» **Given instruction**
Print the records line for line, from the very first line through the line that contains "M 44 59 L 52", and leave the pictures out.

» **Source material**
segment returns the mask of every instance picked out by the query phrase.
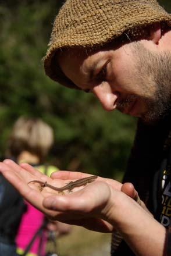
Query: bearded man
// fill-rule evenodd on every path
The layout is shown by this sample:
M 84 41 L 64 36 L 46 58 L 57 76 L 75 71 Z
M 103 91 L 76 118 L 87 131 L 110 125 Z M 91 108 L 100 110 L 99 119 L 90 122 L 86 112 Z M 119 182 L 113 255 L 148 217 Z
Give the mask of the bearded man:
M 59 172 L 49 180 L 27 164 L 0 164 L 22 194 L 53 219 L 115 231 L 112 256 L 171 253 L 170 27 L 171 15 L 156 0 L 67 0 L 54 22 L 47 74 L 94 94 L 106 111 L 138 118 L 123 184 L 98 177 L 73 194 L 49 197 L 27 183 L 38 177 L 58 185 L 87 175 Z

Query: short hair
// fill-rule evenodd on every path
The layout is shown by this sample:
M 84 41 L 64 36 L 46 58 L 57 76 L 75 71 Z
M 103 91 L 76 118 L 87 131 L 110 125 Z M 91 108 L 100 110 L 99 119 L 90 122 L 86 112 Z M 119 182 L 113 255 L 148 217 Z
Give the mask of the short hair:
M 53 130 L 47 123 L 39 118 L 21 116 L 12 128 L 6 157 L 17 159 L 22 152 L 27 151 L 43 161 L 53 143 Z

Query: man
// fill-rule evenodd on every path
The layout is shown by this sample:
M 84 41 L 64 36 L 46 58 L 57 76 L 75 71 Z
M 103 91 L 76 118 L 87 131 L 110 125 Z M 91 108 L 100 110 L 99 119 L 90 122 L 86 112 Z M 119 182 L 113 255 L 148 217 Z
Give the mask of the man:
M 44 59 L 52 79 L 93 93 L 106 111 L 139 118 L 124 182 L 134 184 L 155 218 L 132 199 L 137 193 L 130 183 L 98 177 L 74 193 L 49 196 L 28 182 L 59 186 L 87 175 L 59 172 L 51 179 L 27 164 L 0 164 L 21 194 L 53 219 L 118 230 L 128 247 L 122 243 L 113 255 L 170 255 L 170 26 L 171 15 L 155 0 L 66 1 Z

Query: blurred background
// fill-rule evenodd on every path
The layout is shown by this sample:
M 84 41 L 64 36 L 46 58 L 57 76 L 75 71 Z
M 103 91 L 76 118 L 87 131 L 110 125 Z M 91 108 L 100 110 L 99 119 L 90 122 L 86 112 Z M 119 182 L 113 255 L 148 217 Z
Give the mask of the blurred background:
M 66 88 L 44 72 L 42 58 L 54 20 L 63 2 L 0 0 L 0 157 L 3 158 L 6 140 L 19 116 L 40 117 L 55 131 L 49 163 L 61 169 L 120 180 L 133 143 L 136 119 L 117 111 L 105 112 L 92 95 Z M 171 12 L 170 0 L 159 2 Z M 77 238 L 70 241 L 72 247 L 76 241 L 76 251 L 73 249 L 69 254 L 69 244 L 63 255 L 91 255 L 89 251 L 85 253 L 86 246 L 84 253 L 77 251 L 80 232 L 77 227 Z M 92 237 L 97 241 L 100 236 L 101 243 L 106 240 L 104 234 L 95 234 Z M 88 247 L 90 240 L 95 241 L 91 236 L 89 239 Z M 109 244 L 108 237 L 108 241 Z M 62 250 L 63 243 L 66 241 L 62 242 Z M 83 240 L 80 250 L 82 248 Z M 92 255 L 101 253 L 105 254 L 100 249 Z

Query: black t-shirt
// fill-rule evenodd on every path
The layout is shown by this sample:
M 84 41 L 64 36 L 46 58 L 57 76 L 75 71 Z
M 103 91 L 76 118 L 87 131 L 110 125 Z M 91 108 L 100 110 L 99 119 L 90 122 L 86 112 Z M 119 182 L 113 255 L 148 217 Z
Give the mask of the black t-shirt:
M 164 145 L 171 131 L 171 115 L 149 126 L 140 120 L 123 182 L 131 182 L 154 217 L 166 228 L 170 222 L 170 163 Z M 170 168 L 170 169 L 169 169 Z M 123 241 L 112 256 L 135 256 Z

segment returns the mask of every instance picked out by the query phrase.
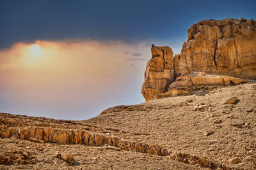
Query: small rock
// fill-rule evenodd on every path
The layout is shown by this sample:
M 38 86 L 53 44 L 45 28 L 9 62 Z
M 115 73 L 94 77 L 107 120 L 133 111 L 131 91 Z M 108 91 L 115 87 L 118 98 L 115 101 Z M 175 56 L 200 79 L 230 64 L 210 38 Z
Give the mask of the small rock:
M 29 141 L 33 141 L 33 142 L 39 142 L 39 143 L 44 143 L 44 141 L 40 140 L 39 139 L 35 138 L 33 138 L 33 137 L 30 137 L 29 138 Z
M 238 102 L 238 99 L 236 97 L 232 97 L 226 101 L 227 104 L 235 104 Z
M 38 150 L 40 150 L 40 151 L 43 150 L 44 150 L 43 145 L 42 145 L 42 144 L 37 145 L 36 149 Z
M 253 111 L 253 108 L 246 110 L 247 112 L 252 112 Z
M 65 156 L 62 157 L 62 159 L 67 162 L 71 162 L 72 160 L 74 160 L 74 156 L 73 153 L 68 153 L 66 154 Z
M 204 108 L 203 106 L 196 106 L 194 108 L 194 111 L 204 111 Z
M 188 102 L 188 103 L 191 103 L 191 102 L 193 102 L 193 100 L 192 99 L 188 99 L 186 101 Z
M 244 125 L 244 122 L 239 120 L 232 119 L 229 122 L 229 125 L 231 126 L 241 127 L 243 125 Z
M 209 131 L 209 132 L 204 132 L 204 135 L 205 136 L 210 136 L 210 135 L 211 135 L 211 134 L 212 134 L 214 133 L 214 132 L 213 131 Z
M 213 123 L 214 124 L 220 124 L 220 122 L 221 122 L 221 120 L 220 119 L 216 119 L 214 121 L 213 121 Z
M 57 152 L 57 153 L 55 155 L 55 157 L 58 158 L 58 159 L 62 159 L 61 154 L 60 154 L 60 153 L 58 153 L 58 152 Z
M 241 159 L 239 157 L 234 157 L 228 160 L 228 163 L 230 164 L 238 164 L 241 162 Z
M 191 164 L 192 166 L 195 165 L 196 164 L 196 162 L 195 160 L 192 160 L 191 162 L 190 162 L 190 164 Z

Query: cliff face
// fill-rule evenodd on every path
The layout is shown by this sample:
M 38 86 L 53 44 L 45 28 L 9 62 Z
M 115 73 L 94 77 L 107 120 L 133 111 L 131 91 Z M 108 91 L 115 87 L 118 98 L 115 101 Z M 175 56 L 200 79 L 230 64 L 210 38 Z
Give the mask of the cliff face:
M 256 21 L 241 18 L 204 20 L 188 30 L 188 41 L 176 55 L 176 77 L 204 71 L 256 79 Z
M 167 46 L 151 48 L 152 59 L 147 64 L 141 93 L 146 101 L 156 94 L 165 92 L 174 81 L 173 53 Z
M 255 20 L 244 18 L 201 21 L 188 30 L 188 41 L 174 60 L 170 47 L 152 45 L 141 90 L 146 101 L 195 72 L 256 80 L 255 27 Z

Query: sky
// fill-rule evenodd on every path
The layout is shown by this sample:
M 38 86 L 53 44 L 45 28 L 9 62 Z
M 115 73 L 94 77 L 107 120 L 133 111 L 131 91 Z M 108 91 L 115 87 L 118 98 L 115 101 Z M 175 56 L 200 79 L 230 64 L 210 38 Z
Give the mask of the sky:
M 256 19 L 256 1 L 0 0 L 0 112 L 84 120 L 145 102 L 152 44 L 179 53 L 206 19 Z

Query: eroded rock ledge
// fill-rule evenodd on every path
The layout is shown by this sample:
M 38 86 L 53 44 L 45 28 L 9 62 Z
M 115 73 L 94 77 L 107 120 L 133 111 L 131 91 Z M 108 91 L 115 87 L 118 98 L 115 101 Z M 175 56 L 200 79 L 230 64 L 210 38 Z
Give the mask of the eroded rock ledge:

» **Problem solution**
segment returns the mask of every instance picked out by the query phrase.
Query: bearded man
// fill-rule evenodd on every path
The layout is shown by this sample:
M 84 41 L 64 36 L 46 58 L 57 76 L 75 71 Z
M 103 91 L 76 118 L 87 131 L 110 125 Z M 91 108 L 100 110 L 99 119 L 90 122 L 86 112 Z M 119 182 L 113 255 L 148 217 Z
Give the mask of the bearded man:
M 59 172 L 49 180 L 27 164 L 0 164 L 22 194 L 53 219 L 115 231 L 112 256 L 171 253 L 170 27 L 171 15 L 156 0 L 67 0 L 54 22 L 47 74 L 94 94 L 106 111 L 138 118 L 123 184 L 98 177 L 73 194 L 49 197 L 27 183 L 38 177 L 58 185 L 87 175 Z

Query: short hair
// fill-rule evenodd on every path
The layout is shown by this sample:
M 84 41 L 64 36 L 46 58 L 57 76 L 75 71 Z
M 103 91 L 76 118 L 87 131 L 110 125 Z M 91 108 L 100 110 L 99 119 L 90 122 L 86 112 Z M 119 182 L 113 255 L 148 217 Z
Give the mask of the short hair:
M 53 130 L 47 123 L 39 118 L 21 116 L 12 128 L 6 157 L 17 159 L 22 152 L 27 151 L 43 161 L 53 143 Z

Query: man
// fill-rule evenodd on every path
The layout is shown by this sample:
M 84 41 L 64 36 L 46 58 L 57 76 L 75 71 Z
M 103 91 L 76 118 L 87 131 L 110 125 Z M 91 108 L 100 110 L 99 119 L 90 122 L 86 112 Z M 119 182 L 113 255 L 148 217 Z
Give the mask of the man:
M 44 59 L 52 79 L 93 93 L 106 111 L 139 118 L 124 182 L 134 184 L 155 218 L 132 199 L 137 193 L 130 183 L 98 177 L 74 193 L 49 196 L 28 182 L 59 186 L 87 175 L 59 172 L 51 179 L 27 164 L 0 164 L 21 194 L 53 219 L 118 230 L 128 247 L 122 243 L 113 255 L 170 255 L 170 26 L 171 15 L 155 0 L 66 1 Z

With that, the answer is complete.